• Yapılacak görevler:
1 > Kırkpınar festivali metninden "Dolayısıyla ağanın giyeceği" ile başlayıp "atasözünü bizlere hatırlatmıştı." sözlerine kadar süren bölümü değiştirmeden geri verin.
2 > Kırkpınar festivali metnine göre ağa üç gün boyunca kaç çeşit kıyafet giydi?
3 > Kırkpınar festivali metnini, gösterilen son cümleden sonrasını yazarak sürdürün.

• Belge metni:
□ □ □ □

Aslında 664. Kırkpınar Yağlı Güreş Festivali hazırlıkları, bazı güreşseverler ile eski dönem ağa, pehlivan ve diğer aktörlerin, Türkiye Geleneksel Güreşler Federasyonu’nun aldığı bazı kararlarının, yağlı güreşin ve dolayısıyla Kırkpınar’ın gelenekselliğini zedelediği düşünceleri doğrultusunda yapılıyordu. Ağanın da festival öncesi ağa kıyafetini modaya uydurulması gerektiğine yönelik beyanatları festivalin önüne geçiyordu.
Dolayısıyla ağanın giyeceği kıyafet merak konusu olmuştu. Nihayet ağa karşılama töreninde ağanın giydiği kıyafet talimatlarda belirtilen yöresel kıyafetin dışında oluşu eleştiri konusu olurken sarayiçinde düzenlenen açılış töreninde ve diğer günlerde giymiş olduğu farklı kıyafetlerde ağanın gerçekten sarayiçi er meydanında defile yaptığı fikrini öne çıkarmıştı. Ve ağa üç gün boyunca giydiği dört çeşit kıyafetle “Parayı Veren Düdüğü Çalar” atasözünü bizlere hatırlatmıştı.

□ □ □ □

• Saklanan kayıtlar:

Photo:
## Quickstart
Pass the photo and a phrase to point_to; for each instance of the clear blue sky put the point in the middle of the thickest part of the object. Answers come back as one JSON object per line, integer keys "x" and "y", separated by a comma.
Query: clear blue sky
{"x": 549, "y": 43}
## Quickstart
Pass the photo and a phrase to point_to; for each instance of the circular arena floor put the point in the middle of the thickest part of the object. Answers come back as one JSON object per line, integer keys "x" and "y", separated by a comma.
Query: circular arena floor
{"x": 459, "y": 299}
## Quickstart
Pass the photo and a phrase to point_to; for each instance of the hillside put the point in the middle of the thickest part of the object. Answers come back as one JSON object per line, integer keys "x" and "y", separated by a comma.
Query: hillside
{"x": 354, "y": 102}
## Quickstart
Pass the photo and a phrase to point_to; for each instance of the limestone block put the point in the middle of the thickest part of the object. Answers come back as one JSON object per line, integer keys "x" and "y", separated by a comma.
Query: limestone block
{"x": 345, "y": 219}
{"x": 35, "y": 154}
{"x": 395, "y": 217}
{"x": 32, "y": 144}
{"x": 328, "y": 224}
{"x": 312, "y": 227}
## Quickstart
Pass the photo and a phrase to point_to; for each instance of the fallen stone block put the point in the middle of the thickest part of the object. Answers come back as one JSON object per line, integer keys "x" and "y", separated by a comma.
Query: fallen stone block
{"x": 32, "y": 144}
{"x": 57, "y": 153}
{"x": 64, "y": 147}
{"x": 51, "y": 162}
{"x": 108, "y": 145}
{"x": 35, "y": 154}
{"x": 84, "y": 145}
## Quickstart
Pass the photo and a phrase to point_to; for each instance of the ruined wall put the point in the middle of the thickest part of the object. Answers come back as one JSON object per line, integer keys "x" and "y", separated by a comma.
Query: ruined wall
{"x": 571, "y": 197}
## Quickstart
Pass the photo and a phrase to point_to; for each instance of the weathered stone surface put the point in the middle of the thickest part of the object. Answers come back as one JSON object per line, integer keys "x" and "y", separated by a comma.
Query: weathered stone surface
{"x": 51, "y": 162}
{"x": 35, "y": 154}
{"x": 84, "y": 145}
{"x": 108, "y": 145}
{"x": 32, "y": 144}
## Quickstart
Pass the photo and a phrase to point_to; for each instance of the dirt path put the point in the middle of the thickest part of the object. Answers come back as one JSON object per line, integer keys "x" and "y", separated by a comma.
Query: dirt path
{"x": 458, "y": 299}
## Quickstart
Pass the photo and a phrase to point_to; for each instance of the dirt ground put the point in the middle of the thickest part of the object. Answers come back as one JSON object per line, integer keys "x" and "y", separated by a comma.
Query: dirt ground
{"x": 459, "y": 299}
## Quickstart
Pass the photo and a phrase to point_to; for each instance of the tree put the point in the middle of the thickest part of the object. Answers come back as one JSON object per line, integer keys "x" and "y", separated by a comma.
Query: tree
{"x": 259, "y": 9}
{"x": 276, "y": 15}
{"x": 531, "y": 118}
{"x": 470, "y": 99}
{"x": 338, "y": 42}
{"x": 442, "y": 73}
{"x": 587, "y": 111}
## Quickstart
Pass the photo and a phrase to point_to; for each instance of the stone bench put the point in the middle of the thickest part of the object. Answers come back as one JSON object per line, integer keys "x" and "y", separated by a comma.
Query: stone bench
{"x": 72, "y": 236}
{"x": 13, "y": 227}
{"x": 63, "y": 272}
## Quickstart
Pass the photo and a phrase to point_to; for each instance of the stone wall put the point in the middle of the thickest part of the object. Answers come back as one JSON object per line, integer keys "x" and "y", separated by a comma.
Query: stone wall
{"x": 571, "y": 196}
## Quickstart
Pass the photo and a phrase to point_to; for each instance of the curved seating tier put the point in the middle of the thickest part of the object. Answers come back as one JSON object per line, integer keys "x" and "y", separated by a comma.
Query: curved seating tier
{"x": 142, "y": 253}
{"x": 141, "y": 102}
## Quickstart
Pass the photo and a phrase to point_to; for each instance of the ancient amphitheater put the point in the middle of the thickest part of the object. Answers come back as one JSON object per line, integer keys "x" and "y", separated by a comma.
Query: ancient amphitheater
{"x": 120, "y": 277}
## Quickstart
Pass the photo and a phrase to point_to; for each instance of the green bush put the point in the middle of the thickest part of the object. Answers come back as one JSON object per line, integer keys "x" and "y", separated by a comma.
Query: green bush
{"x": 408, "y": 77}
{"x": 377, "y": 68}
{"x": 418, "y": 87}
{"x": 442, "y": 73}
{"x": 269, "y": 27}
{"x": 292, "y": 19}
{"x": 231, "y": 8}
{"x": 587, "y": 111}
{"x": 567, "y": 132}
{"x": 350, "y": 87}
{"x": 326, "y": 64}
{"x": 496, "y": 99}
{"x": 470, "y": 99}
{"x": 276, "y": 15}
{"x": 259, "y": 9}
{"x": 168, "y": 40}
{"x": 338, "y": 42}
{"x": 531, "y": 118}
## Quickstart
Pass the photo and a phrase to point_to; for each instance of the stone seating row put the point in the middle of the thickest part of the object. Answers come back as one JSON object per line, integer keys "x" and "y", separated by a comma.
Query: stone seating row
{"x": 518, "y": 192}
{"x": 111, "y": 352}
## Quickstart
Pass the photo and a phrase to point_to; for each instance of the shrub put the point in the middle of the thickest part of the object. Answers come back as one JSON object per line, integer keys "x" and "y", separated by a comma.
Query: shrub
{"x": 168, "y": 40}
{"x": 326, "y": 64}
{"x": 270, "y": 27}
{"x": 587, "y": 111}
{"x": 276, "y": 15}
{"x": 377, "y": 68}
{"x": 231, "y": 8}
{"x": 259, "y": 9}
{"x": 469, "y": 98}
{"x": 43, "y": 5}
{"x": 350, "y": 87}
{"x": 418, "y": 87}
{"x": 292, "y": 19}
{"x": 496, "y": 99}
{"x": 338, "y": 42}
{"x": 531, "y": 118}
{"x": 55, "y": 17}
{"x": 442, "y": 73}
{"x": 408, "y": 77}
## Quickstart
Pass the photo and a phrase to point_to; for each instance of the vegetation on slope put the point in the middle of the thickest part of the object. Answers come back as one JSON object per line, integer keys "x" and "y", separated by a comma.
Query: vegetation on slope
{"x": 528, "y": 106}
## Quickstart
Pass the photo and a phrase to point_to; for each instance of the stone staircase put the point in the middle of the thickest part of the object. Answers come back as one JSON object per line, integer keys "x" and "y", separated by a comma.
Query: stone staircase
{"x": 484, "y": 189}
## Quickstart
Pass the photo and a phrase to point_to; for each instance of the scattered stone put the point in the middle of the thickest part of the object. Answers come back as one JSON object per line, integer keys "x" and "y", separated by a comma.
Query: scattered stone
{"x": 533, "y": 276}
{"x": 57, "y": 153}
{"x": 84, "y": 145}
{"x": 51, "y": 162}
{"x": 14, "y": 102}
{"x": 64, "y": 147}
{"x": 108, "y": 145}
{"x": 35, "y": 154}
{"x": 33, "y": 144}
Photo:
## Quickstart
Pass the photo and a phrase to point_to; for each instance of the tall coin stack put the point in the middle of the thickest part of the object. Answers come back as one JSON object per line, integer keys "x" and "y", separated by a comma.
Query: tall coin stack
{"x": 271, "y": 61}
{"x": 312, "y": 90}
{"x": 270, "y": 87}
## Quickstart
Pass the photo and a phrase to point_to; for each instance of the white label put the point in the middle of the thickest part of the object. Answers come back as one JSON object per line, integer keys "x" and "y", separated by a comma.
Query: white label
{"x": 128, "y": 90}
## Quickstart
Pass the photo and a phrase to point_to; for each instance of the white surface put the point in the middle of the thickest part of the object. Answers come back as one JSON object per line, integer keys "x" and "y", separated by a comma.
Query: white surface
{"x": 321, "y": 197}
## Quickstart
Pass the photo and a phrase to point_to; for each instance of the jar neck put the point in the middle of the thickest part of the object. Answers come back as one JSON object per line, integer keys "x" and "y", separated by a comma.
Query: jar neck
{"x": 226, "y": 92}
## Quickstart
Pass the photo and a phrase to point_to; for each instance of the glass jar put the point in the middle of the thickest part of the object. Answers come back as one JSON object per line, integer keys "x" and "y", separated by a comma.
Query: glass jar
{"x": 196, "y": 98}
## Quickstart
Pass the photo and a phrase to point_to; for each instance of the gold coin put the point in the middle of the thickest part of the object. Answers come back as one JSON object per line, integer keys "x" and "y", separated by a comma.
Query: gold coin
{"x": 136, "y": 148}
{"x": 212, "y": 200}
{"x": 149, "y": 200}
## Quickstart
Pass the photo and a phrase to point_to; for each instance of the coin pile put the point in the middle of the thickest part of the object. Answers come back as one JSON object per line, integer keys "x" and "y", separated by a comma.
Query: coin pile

□ □ □ □

• Yanıtlar:
1 >
Dolayısıyla ağanın giyeceği kıyafet merak konusu olmuştu. Nihayet ağa karşılama töreninde ağanın giydiği kıyafet talimatlarda belirtilen yöresel kıyafetin dışında oluşu eleştiri konusu olurken sarayiçinde düzenlenen açılış töreninde ve diğer günlerde giymiş olduğu farklı kıyafetlerde ağanın gerçekten sarayiçi er meydanında defile yaptığı fikrini öne çıkarmıştı. Ve ağa üç gün boyunca giydiği dört çeşit kıyafetle “Parayı Veren Düdüğü Çalar” atasözünü bizlere hatırlatmıştı.

2 > Dört çeşit kıyafet giydi.

3 >
Bu bağlamda federasyonun da güreşler başlarken tüm boylarda çeyrek finalden sonra yeni bir uygulamayla puanlama öncesi güreşlerini galibiyetle kapatacak pehlivanlara para ödülü vereceğini açıklaması da şaşırtıcı olmamıştı. Çünkü gelen eleştirileri federasyon da en aza indirmek, pehlivanları puanlamaya kalmamaları için para ödülüyle teşvik ediyordu. Ancak para ödülünün yeterli olmadığı görüldü.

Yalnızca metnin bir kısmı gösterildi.